Records provided >>
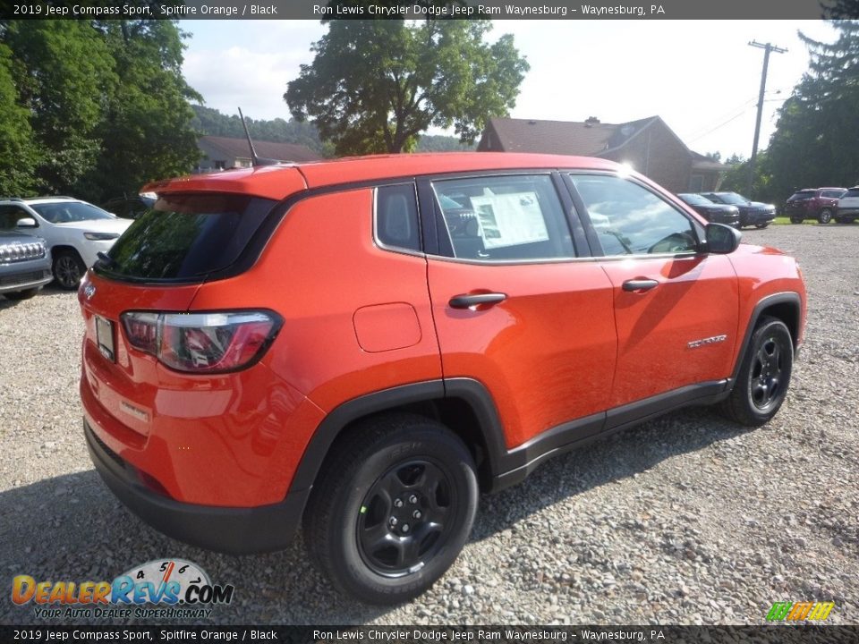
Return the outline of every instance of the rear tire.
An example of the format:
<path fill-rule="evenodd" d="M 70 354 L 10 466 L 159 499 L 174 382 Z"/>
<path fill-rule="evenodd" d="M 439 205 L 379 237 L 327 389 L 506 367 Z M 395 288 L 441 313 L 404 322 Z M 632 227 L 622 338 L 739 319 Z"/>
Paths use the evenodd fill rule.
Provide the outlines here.
<path fill-rule="evenodd" d="M 334 586 L 391 606 L 429 589 L 474 521 L 474 461 L 460 438 L 421 416 L 361 422 L 335 445 L 304 515 L 304 540 Z"/>
<path fill-rule="evenodd" d="M 794 342 L 785 323 L 764 317 L 752 334 L 740 371 L 722 412 L 747 427 L 770 420 L 787 395 L 794 364 Z"/>
<path fill-rule="evenodd" d="M 33 295 L 38 292 L 38 288 L 34 289 L 24 289 L 23 291 L 13 291 L 12 292 L 5 292 L 4 295 L 7 300 L 14 300 L 18 301 L 20 300 L 30 300 Z"/>
<path fill-rule="evenodd" d="M 83 260 L 74 250 L 58 250 L 54 255 L 51 269 L 56 284 L 66 291 L 74 291 L 87 272 Z"/>

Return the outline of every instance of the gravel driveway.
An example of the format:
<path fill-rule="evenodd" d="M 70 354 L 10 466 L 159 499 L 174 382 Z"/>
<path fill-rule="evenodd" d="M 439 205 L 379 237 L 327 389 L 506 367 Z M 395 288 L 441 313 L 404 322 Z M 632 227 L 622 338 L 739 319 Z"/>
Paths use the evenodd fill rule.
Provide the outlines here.
<path fill-rule="evenodd" d="M 744 237 L 797 256 L 808 281 L 780 413 L 748 432 L 686 410 L 549 462 L 481 498 L 456 564 L 395 609 L 336 595 L 300 539 L 226 556 L 127 513 L 84 446 L 74 294 L 0 300 L 0 623 L 39 623 L 10 601 L 16 574 L 111 580 L 164 557 L 235 586 L 222 623 L 754 624 L 773 602 L 814 600 L 836 603 L 829 623 L 859 623 L 859 225 Z"/>

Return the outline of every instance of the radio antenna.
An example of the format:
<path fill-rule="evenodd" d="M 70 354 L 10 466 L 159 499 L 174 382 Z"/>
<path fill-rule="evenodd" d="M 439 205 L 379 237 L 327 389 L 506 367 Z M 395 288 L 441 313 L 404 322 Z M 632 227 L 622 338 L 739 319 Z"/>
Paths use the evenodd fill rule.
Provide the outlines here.
<path fill-rule="evenodd" d="M 242 124 L 244 126 L 244 135 L 248 138 L 248 145 L 251 147 L 251 163 L 254 167 L 258 165 L 276 165 L 279 163 L 285 163 L 284 161 L 278 161 L 277 159 L 269 159 L 265 157 L 258 157 L 257 150 L 253 147 L 253 141 L 251 140 L 251 132 L 248 131 L 248 123 L 245 123 L 244 114 L 242 114 L 242 108 L 239 107 L 239 116 L 242 118 Z"/>

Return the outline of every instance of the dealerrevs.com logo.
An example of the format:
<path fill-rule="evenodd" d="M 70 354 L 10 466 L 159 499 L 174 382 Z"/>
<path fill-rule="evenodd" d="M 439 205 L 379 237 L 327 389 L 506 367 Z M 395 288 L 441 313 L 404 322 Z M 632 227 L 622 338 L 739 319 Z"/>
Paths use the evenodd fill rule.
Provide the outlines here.
<path fill-rule="evenodd" d="M 233 601 L 235 589 L 213 584 L 206 572 L 183 559 L 156 559 L 113 581 L 12 580 L 12 601 L 33 605 L 36 617 L 208 617 L 216 605 Z"/>
<path fill-rule="evenodd" d="M 767 614 L 767 622 L 822 622 L 835 608 L 835 602 L 776 602 Z"/>

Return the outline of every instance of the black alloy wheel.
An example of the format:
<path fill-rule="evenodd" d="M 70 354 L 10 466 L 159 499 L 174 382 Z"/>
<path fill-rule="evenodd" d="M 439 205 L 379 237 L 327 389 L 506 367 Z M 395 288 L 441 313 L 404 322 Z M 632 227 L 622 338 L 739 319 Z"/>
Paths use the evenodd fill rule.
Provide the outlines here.
<path fill-rule="evenodd" d="M 794 342 L 785 323 L 764 317 L 752 334 L 736 382 L 722 402 L 723 413 L 742 425 L 770 420 L 787 395 L 794 364 Z"/>
<path fill-rule="evenodd" d="M 357 525 L 361 559 L 375 572 L 403 577 L 420 570 L 451 537 L 456 489 L 442 466 L 425 460 L 383 474 L 361 503 Z"/>
<path fill-rule="evenodd" d="M 51 268 L 54 279 L 66 291 L 76 289 L 83 274 L 87 272 L 83 261 L 74 250 L 58 250 L 54 256 Z"/>

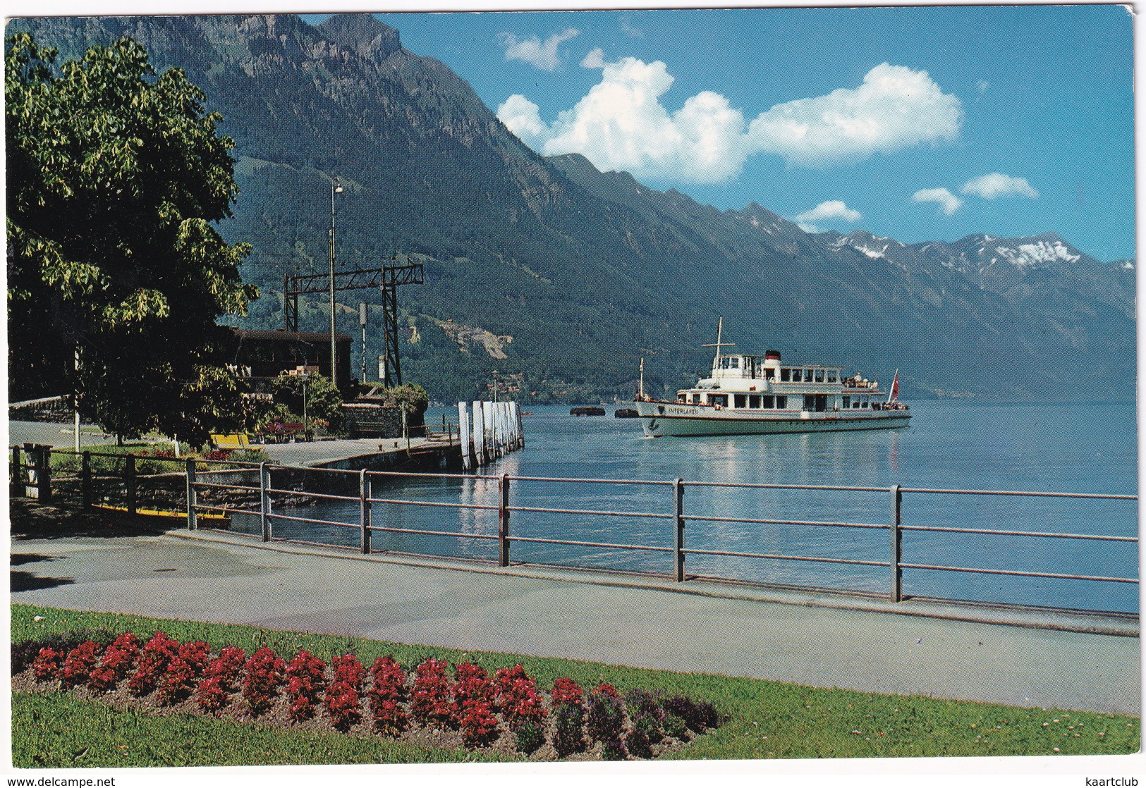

Work instructions >> Copy out every line above word for word, omitting the pictures.

Task response >>
Return the outline of every instance of the rear tire.
An example of the format:
<path fill-rule="evenodd" d="M 70 354 L 10 466 L 159 499 L 174 382 Z"/>
<path fill-rule="evenodd" d="M 439 205 L 379 237 L 327 389 L 506 367 Z M 395 288 L 441 313 L 404 322 Z M 632 227 L 622 338 L 739 319 Z"/>
Paths use the evenodd fill rule.
Provide the outlines here.
<path fill-rule="evenodd" d="M 334 586 L 391 606 L 429 589 L 474 521 L 474 461 L 460 438 L 421 416 L 361 422 L 335 445 L 304 515 L 304 540 Z"/>
<path fill-rule="evenodd" d="M 794 342 L 785 323 L 764 317 L 752 334 L 740 371 L 722 412 L 747 427 L 770 420 L 787 395 L 794 364 Z"/>
<path fill-rule="evenodd" d="M 33 295 L 38 292 L 38 288 L 34 289 L 24 289 L 23 291 L 13 291 L 12 292 L 5 292 L 4 295 L 7 300 L 14 300 L 18 301 L 20 300 L 30 300 Z"/>
<path fill-rule="evenodd" d="M 83 260 L 74 250 L 58 250 L 54 255 L 51 269 L 56 284 L 66 291 L 74 291 L 87 272 Z"/>

Return the outline of every instance of the gravel driveway.
An example of the format:
<path fill-rule="evenodd" d="M 70 354 L 10 466 L 159 499 L 174 382 Z"/>
<path fill-rule="evenodd" d="M 439 205 L 379 237 L 327 389 L 506 367 Z M 395 288 L 441 313 L 404 322 Z M 632 227 L 622 338 L 739 319 Z"/>
Paths use the evenodd fill rule.
Provide the outlines here.
<path fill-rule="evenodd" d="M 744 237 L 797 256 L 808 281 L 780 413 L 748 432 L 686 410 L 549 462 L 481 498 L 456 564 L 395 609 L 336 595 L 300 539 L 226 556 L 127 513 L 84 446 L 74 294 L 0 300 L 0 623 L 39 623 L 10 601 L 16 574 L 111 580 L 164 557 L 235 586 L 222 623 L 754 624 L 773 602 L 814 600 L 836 603 L 829 623 L 859 623 L 859 225 Z"/>

Return the outline of every instance of the radio antenna.
An example of the format:
<path fill-rule="evenodd" d="M 70 354 L 10 466 L 159 499 L 174 382 Z"/>
<path fill-rule="evenodd" d="M 439 205 L 379 237 L 327 389 L 506 367 Z M 395 288 L 441 313 L 404 322 Z M 632 227 L 622 338 L 739 319 Z"/>
Paths use the evenodd fill rule.
Provide the outlines here.
<path fill-rule="evenodd" d="M 242 124 L 244 126 L 244 135 L 248 138 L 248 145 L 251 147 L 251 163 L 254 167 L 258 165 L 276 165 L 279 163 L 285 163 L 284 161 L 278 161 L 277 159 L 269 159 L 265 157 L 258 157 L 257 150 L 253 147 L 253 141 L 251 140 L 251 132 L 248 131 L 248 123 L 245 123 L 244 114 L 242 114 L 242 108 L 239 107 L 239 116 L 242 118 Z"/>

Return the outline of every instance of the dealerrevs.com logo.
An example of the format:
<path fill-rule="evenodd" d="M 70 354 L 10 466 L 159 499 L 174 382 Z"/>
<path fill-rule="evenodd" d="M 439 205 L 379 237 L 327 389 L 506 367 Z M 395 288 L 441 313 L 404 322 Z M 632 227 L 622 338 L 739 319 Z"/>
Paths use the evenodd fill rule.
Provide the outlines here.
<path fill-rule="evenodd" d="M 233 601 L 235 589 L 213 584 L 206 572 L 183 559 L 156 559 L 113 581 L 12 580 L 12 601 L 33 605 L 36 617 L 208 617 L 216 605 Z"/>
<path fill-rule="evenodd" d="M 767 614 L 767 622 L 822 622 L 835 608 L 835 602 L 776 602 Z"/>

Return the outline of every instance of the black alloy wheel.
An example of the format:
<path fill-rule="evenodd" d="M 70 354 L 10 466 L 159 499 L 174 382 Z"/>
<path fill-rule="evenodd" d="M 439 205 L 379 237 L 327 389 L 506 367 Z M 395 288 L 441 313 L 404 322 Z M 632 227 L 622 338 L 739 319 Z"/>
Paths use the evenodd fill rule.
Provide the outlines here.
<path fill-rule="evenodd" d="M 794 342 L 785 323 L 764 317 L 752 334 L 736 382 L 722 402 L 723 413 L 742 425 L 770 420 L 787 395 L 794 364 Z"/>
<path fill-rule="evenodd" d="M 357 525 L 361 559 L 375 572 L 403 577 L 420 570 L 451 537 L 456 489 L 442 466 L 425 460 L 383 474 L 361 503 Z"/>
<path fill-rule="evenodd" d="M 51 268 L 54 279 L 66 291 L 76 289 L 83 274 L 87 272 L 83 261 L 74 250 L 58 250 L 54 256 Z"/>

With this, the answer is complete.